▶ _TASK REQUIREMENTS_: Copy every line, leaving nothing out and adding nothing.

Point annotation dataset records
>>>>>

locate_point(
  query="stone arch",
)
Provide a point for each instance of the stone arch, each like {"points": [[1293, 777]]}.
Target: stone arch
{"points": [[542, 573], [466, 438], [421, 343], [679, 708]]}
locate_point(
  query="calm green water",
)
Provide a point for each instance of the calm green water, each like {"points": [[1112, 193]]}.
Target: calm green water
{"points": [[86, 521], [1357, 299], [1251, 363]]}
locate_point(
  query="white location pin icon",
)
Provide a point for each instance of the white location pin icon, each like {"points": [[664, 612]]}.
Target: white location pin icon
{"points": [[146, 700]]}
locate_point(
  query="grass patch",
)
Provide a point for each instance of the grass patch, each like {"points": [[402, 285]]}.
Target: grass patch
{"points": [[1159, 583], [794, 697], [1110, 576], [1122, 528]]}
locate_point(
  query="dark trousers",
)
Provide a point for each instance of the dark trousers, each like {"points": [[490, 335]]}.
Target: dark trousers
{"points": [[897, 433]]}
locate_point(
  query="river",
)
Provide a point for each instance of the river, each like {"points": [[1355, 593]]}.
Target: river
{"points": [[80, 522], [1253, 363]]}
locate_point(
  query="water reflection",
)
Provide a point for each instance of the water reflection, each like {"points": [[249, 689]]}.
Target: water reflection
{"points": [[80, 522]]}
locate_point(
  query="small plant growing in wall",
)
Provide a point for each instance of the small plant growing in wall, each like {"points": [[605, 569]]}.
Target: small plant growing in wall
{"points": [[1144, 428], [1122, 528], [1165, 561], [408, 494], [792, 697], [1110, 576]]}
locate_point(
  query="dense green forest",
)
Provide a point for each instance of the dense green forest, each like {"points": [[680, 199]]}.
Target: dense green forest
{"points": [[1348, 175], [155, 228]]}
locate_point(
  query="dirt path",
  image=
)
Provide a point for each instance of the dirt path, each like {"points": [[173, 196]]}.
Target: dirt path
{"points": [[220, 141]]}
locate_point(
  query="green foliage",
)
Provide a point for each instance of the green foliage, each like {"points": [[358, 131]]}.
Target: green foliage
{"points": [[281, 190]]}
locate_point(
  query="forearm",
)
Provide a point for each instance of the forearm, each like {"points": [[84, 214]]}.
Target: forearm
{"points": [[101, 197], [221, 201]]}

<<<<<

▶ _EXERCISE OUTPUT_:
locate_point(
  query="stone arch",
)
Provide a point for each instance of the stone arch, each like {"points": [[1293, 777]]}.
Target: stone arch
{"points": [[542, 573], [466, 438], [421, 343], [679, 708]]}
locate_point(
  query="calm green water",
)
Provide a point for each instance of the calm green water, each like {"points": [[1112, 193]]}.
Target: calm green water
{"points": [[86, 521], [1357, 299], [1251, 363]]}
locate_point(
  query="white location pin icon",
)
Provide a point for each instance of the white location pin icon, each like {"points": [[664, 612]]}.
Target: white location pin icon
{"points": [[146, 700]]}
locate_point(
  query="grass patch",
)
Provide a point for each instance of the grass patch, each like {"points": [[402, 285]]}.
Target: grass patch
{"points": [[1159, 583], [794, 697], [1110, 576], [1122, 528]]}
locate_point(
  query="dark trousers",
)
Provide a point for each instance of the dark trousers, each like {"points": [[490, 335]]}.
Target: dark trousers
{"points": [[897, 433]]}
locate_point(
  query="river",
)
Provide a point for each instance of the river, each like {"points": [[1355, 593]]}.
Target: river
{"points": [[80, 522], [1253, 363]]}
locate_point(
  query="water reflection",
)
Provide a point for each instance of the water reflection, each like {"points": [[249, 689]]}.
Target: water reflection
{"points": [[80, 522]]}
locate_point(
  query="small plant growing in wall",
)
Provide a point for each instance of the small plant growing in wall, each like {"points": [[605, 569]]}.
Target: small plant growing in wall
{"points": [[1144, 428], [1122, 528], [1165, 561], [408, 494], [792, 697], [1110, 576]]}
locate_point(
  query="dense green forest",
)
Provide a point for each instance of the dense green forest, each like {"points": [[680, 199]]}.
Target: dense green forest
{"points": [[1348, 175], [155, 228]]}
locate_point(
  query="dirt path",
  image=
)
Provide a point for each instance of the dirt path, each like {"points": [[173, 196]]}.
Target: dirt path
{"points": [[220, 141]]}
locate_point(
  query="green foliage",
)
Provide a point for each instance of the green foliage, each like {"points": [[358, 131]]}.
Target: green foliage
{"points": [[281, 190]]}
locate_point(
  query="forearm",
)
Provide a point for each instance of the forearm, each like {"points": [[84, 214]]}.
Target: forearm
{"points": [[101, 197], [221, 201]]}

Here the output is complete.